WHAT THIS TASK INVOLVES: What lines in the following entries hold the word "background"? Copy each one.

INFORMATION SHOWN Block Start

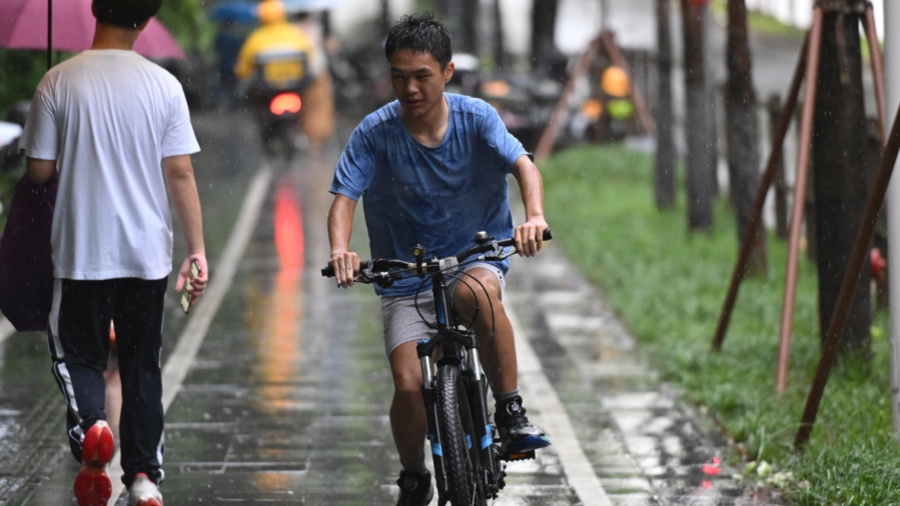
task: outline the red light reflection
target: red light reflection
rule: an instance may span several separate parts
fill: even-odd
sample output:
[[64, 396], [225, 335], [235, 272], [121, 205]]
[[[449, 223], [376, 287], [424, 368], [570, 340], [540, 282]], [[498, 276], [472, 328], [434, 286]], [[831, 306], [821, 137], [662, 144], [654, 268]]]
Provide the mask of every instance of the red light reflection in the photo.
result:
[[303, 268], [303, 214], [296, 188], [281, 181], [275, 191], [275, 249], [283, 270]]

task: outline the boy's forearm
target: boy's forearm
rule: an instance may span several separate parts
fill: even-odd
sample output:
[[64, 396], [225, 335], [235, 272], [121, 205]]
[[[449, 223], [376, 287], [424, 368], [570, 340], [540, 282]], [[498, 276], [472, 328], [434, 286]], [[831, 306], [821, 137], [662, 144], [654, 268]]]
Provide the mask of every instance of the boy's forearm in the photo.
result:
[[520, 157], [513, 167], [513, 176], [519, 183], [525, 219], [544, 216], [544, 180], [534, 162], [527, 156]]
[[25, 169], [28, 173], [28, 179], [32, 183], [44, 184], [56, 173], [56, 160], [40, 160], [27, 157], [25, 159]]
[[343, 195], [336, 195], [328, 211], [328, 242], [331, 256], [347, 253], [350, 249], [350, 233], [353, 229], [353, 212], [356, 202]]
[[200, 196], [190, 158], [185, 158], [186, 162], [178, 160], [166, 164], [166, 182], [172, 195], [175, 214], [181, 223], [188, 254], [205, 254]]

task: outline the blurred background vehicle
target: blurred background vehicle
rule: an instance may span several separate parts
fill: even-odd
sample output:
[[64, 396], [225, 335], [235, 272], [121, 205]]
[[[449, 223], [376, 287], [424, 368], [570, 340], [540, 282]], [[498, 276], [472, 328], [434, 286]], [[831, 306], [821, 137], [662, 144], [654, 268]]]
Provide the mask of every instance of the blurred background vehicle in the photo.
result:
[[305, 148], [300, 130], [301, 96], [316, 79], [314, 44], [288, 22], [284, 4], [257, 5], [260, 26], [241, 46], [234, 73], [236, 96], [250, 108], [269, 156], [293, 157]]
[[445, 88], [447, 93], [470, 97], [481, 96], [481, 63], [470, 53], [453, 54], [453, 77]]
[[497, 109], [506, 128], [533, 151], [562, 92], [568, 60], [557, 55], [543, 73], [487, 72], [482, 77], [481, 98]]

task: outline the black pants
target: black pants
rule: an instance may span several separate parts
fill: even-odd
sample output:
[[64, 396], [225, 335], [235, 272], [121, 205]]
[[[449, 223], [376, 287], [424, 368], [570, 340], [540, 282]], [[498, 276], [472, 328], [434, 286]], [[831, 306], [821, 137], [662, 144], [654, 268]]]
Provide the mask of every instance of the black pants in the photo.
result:
[[85, 432], [106, 419], [103, 373], [109, 358], [109, 325], [115, 322], [126, 485], [137, 473], [146, 473], [157, 483], [164, 476], [160, 353], [166, 283], [166, 278], [57, 279], [53, 286], [48, 330], [53, 376], [66, 399], [69, 444], [79, 462]]

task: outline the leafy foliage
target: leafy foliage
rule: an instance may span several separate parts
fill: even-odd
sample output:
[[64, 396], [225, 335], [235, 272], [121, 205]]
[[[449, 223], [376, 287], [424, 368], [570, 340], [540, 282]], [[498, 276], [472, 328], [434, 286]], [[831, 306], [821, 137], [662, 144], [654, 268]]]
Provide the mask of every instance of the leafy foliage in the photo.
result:
[[201, 0], [166, 0], [156, 16], [186, 53], [208, 52], [215, 35]]
[[0, 120], [19, 100], [31, 99], [34, 88], [47, 71], [46, 53], [0, 49]]

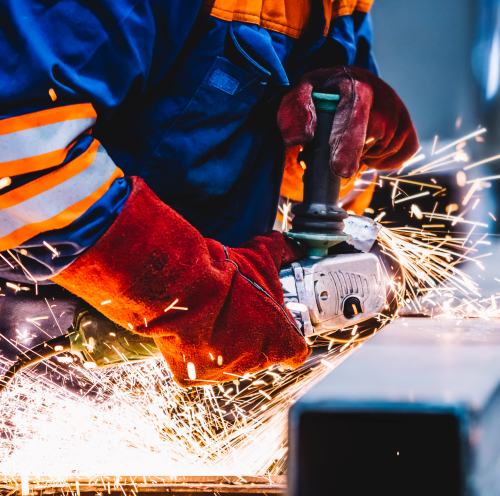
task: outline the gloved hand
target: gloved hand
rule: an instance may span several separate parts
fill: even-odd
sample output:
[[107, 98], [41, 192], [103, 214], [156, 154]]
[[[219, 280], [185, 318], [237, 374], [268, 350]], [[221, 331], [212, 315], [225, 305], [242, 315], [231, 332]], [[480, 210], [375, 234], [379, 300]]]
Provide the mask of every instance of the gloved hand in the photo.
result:
[[141, 179], [131, 181], [111, 228], [54, 281], [153, 337], [182, 386], [302, 364], [308, 347], [283, 306], [278, 275], [301, 250], [278, 232], [226, 248], [203, 238]]
[[361, 164], [395, 168], [416, 152], [417, 134], [401, 99], [380, 78], [356, 67], [310, 72], [285, 95], [278, 126], [286, 145], [312, 140], [316, 129], [313, 91], [340, 95], [330, 136], [330, 165], [335, 174], [351, 177]]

INFORMATION SHOWN Block End

WRITTEN RESPONSE:
task: outline the blurred background vehicle
target: blurred background vehicle
Provide the mask of every instance of the blurred background vehicle in the photo.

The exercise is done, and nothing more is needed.